> **WRITTEN TASKS**
[a] Shorten the paragraph of the G7 summit article that begins "Barack Obama made the remarks" to a single sentence that keeps its main facts.
[b] Which countries does the G7 summit article name as having leaders for whom the Ukraine crisis has been a central focus? List all of them.

[start of TEXT PROVIDED]

The US President has accused Vladimir Putin of deliberately ruining Russia’s economy to “recreate the glories of the Soviet empire”.

Barack Obama made the remarks at a conference during the G7 summit of nations, which was the G8 until Russia was suspended following the annexation of Crimea last year.

The Ukraine crisis has been a central focus for leaders from the UK, US, Canada, France, Germany, Italy and Japan.

The conflict and possible new sanctions against Russia reportedly took up two thirds of the discussion at a dinner on Sunday intended to cover all foreign policy.

Delegates expressed concern yesterday about continued battles between government troops and separatist rebels in the east of the country despite numerous rounds of failed peace talks and ceasefires.

Mr Obama claimed his Russian counterpart had to “make a decision” on what direction his country would continue in.

He continued: “Does he continue to wreck his country's economy and continue Russia's isolation in pursuit of a wrong-headed desire to recreate the glories of the Soviet empire, or does he recognise that Russia's greatness does not depend on violating the territorial integrity and sovereignty of other countries?”

The US President once again claimed Russian troops were fighting in Ukraine, an accusation Mr Putin has repeatedly denied.

[end of TEXT PROVIDED]
[start of MATERIAL]

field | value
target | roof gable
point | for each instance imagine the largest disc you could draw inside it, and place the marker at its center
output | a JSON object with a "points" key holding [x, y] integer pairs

[end of MATERIAL]

> **ANSWERS BY TASK**
[a] Obama spoke at a G7 summit conference; the group had been the G8 until Russia's suspension after it annexed Crimea last year.

[b]
- UK
- US
- Canada
- France
- Germany
- Italy
- Japan